*Written exercise*: Present every line of the data below as a numbered list, omitting any blank lines.

(Pointing and labeling data)

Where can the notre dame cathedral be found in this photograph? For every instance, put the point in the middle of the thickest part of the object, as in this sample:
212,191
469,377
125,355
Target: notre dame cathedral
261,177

*Exercise solution*:
1. Where can the notre dame cathedral be found in this photograph? For every instance, put the point in the middle of the thickest part of the object, as in this sample:
2. 212,191
3. 469,377
4. 125,355
5. Target: notre dame cathedral
6. 261,177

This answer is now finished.